■ **WHAT IS NEEDED**: From the listing below, reproduce word for word the part that opens with the line containing "Please identify the black tire" and closes with the line containing "Please identify the storefront"; reproduce nothing else.

■ **THE DATA**:

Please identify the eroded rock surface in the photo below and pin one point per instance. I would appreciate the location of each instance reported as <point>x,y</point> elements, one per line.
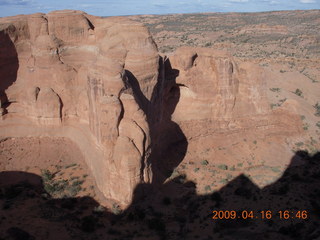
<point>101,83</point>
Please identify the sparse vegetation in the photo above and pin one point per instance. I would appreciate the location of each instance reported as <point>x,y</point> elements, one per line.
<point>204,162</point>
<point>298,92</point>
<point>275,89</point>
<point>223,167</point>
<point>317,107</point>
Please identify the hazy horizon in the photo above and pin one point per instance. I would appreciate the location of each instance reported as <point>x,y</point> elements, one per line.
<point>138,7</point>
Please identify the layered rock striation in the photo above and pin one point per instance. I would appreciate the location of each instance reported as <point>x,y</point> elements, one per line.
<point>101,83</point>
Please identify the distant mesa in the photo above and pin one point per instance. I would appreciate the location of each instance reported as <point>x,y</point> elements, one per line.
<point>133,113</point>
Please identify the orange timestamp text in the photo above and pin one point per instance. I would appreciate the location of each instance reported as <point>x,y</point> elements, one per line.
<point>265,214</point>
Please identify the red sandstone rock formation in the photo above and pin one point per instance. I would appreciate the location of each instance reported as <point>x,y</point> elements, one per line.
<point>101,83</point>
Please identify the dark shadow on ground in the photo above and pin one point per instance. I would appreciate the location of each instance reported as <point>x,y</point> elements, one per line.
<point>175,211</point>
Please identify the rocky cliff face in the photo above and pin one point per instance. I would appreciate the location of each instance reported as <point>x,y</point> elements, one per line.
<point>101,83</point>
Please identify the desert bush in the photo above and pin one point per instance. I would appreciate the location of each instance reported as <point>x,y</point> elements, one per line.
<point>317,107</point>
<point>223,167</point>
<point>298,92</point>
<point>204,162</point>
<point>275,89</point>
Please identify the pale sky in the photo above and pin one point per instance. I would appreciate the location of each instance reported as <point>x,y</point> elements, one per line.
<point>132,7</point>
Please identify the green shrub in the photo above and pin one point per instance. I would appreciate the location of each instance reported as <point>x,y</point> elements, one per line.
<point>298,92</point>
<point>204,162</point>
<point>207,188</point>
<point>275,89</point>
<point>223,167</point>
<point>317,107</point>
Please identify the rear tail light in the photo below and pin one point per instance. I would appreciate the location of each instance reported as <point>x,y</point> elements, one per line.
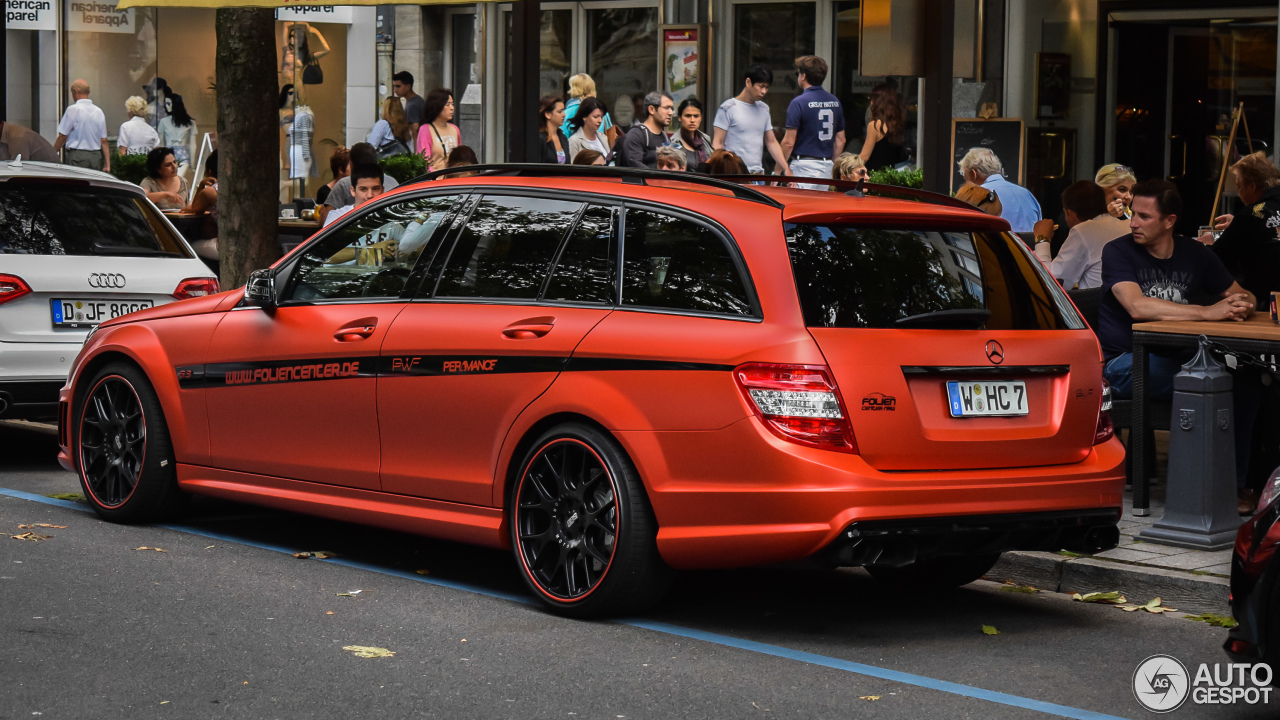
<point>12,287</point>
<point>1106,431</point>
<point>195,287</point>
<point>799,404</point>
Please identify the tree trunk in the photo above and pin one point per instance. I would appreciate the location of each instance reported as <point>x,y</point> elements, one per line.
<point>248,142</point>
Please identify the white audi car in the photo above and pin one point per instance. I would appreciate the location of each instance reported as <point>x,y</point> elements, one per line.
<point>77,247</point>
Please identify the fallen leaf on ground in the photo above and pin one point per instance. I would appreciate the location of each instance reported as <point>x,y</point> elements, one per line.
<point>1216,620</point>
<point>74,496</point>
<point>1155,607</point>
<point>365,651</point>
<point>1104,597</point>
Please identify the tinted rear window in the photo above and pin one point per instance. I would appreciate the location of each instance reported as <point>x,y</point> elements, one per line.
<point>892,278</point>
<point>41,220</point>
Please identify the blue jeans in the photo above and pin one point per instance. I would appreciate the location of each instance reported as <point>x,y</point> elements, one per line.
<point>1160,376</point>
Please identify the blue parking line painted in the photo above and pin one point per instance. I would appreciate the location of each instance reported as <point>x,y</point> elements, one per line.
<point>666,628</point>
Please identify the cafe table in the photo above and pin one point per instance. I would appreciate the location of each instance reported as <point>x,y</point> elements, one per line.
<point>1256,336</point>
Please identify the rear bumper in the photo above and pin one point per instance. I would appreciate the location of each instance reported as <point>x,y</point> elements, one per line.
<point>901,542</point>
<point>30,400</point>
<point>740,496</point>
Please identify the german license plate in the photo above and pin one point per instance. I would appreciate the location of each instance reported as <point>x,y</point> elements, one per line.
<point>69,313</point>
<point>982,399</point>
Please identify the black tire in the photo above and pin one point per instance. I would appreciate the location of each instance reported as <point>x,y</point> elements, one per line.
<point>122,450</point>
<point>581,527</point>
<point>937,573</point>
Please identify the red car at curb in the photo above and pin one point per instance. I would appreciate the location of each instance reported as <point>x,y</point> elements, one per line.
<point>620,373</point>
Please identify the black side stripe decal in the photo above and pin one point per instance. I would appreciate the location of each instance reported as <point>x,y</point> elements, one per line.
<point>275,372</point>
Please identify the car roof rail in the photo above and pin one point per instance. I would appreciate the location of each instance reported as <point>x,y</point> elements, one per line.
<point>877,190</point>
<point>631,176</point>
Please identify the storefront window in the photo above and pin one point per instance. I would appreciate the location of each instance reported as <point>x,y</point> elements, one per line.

--

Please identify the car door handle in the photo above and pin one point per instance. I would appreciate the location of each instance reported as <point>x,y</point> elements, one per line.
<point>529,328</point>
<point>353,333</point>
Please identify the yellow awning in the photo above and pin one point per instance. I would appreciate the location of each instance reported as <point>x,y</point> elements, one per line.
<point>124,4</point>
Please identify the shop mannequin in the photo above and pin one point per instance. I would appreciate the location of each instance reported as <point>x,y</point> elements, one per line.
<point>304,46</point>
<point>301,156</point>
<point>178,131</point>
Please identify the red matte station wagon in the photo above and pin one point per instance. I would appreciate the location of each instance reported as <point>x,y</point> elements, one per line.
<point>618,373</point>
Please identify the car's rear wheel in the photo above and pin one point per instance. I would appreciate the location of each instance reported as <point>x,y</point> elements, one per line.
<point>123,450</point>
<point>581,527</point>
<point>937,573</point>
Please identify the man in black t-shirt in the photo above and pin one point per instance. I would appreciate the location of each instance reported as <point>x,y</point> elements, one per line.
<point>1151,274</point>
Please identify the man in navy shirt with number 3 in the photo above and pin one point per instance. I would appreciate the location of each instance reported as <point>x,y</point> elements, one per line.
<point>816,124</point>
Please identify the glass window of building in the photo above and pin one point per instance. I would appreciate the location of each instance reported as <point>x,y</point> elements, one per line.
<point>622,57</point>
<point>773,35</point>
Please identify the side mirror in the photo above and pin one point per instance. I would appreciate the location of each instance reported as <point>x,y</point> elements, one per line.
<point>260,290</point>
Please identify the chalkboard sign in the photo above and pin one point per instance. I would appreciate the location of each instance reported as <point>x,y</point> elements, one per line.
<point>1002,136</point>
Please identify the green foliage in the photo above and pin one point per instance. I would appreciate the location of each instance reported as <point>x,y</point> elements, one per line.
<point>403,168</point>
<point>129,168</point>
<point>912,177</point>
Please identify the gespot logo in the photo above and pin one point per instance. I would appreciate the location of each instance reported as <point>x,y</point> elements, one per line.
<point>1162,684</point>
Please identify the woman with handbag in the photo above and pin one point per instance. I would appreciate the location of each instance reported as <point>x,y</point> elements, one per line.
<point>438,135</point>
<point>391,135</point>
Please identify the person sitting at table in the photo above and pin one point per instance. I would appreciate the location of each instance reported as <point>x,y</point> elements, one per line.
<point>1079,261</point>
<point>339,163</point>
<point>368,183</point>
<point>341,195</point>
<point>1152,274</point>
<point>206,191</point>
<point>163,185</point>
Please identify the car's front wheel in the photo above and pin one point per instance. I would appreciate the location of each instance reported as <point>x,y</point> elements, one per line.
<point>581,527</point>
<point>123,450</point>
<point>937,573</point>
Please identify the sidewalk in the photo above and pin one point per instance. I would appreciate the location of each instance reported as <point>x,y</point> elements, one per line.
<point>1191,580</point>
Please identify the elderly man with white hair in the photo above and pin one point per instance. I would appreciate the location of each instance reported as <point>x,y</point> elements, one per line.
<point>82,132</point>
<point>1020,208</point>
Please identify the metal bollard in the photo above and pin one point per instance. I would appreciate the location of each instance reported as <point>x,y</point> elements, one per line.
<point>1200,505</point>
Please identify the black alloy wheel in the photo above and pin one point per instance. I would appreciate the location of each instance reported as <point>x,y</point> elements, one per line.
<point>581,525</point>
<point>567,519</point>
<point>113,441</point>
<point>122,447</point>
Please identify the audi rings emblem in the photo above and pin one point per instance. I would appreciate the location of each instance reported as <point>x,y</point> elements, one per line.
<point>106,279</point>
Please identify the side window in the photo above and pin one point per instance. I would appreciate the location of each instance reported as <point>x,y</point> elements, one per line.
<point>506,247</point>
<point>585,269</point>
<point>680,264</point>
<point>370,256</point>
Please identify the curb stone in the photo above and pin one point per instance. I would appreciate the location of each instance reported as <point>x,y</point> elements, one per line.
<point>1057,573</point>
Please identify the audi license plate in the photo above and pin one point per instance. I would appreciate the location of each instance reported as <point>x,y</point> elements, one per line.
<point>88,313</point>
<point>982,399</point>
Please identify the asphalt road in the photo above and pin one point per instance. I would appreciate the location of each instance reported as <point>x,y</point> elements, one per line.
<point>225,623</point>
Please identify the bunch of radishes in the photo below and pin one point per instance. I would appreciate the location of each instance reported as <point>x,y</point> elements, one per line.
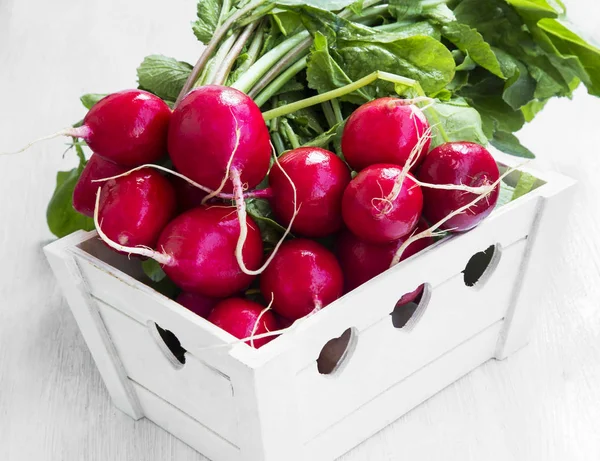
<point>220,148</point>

■ **SOLUTION BELOW**:
Please identify the black tire in the photo above and pin one point per instance. I would appreciate the location of each instance reported as <point>x,y</point> elements, one per line.
<point>122,450</point>
<point>581,527</point>
<point>937,573</point>
Please identify the red car at curb in the photo above and pin one point per instance. I would appreciate the location of each instance reported as <point>x,y</point> elements, one per line.
<point>620,373</point>
Please identify the black side stripe decal in the photo above and pin one point per instance. I would appreciate the location of each instance reported as <point>x,y</point> elements, one per line.
<point>275,372</point>
Please identify the car roof rail in the photo above and pin one point per instance. I would appreciate the location of each instance reported as <point>x,y</point> elements, one per line.
<point>877,190</point>
<point>631,176</point>
Please identify the storefront window in the photo above and pin one point per instance. I would appreciate the location of each instance reported as <point>x,y</point> elements, one per line.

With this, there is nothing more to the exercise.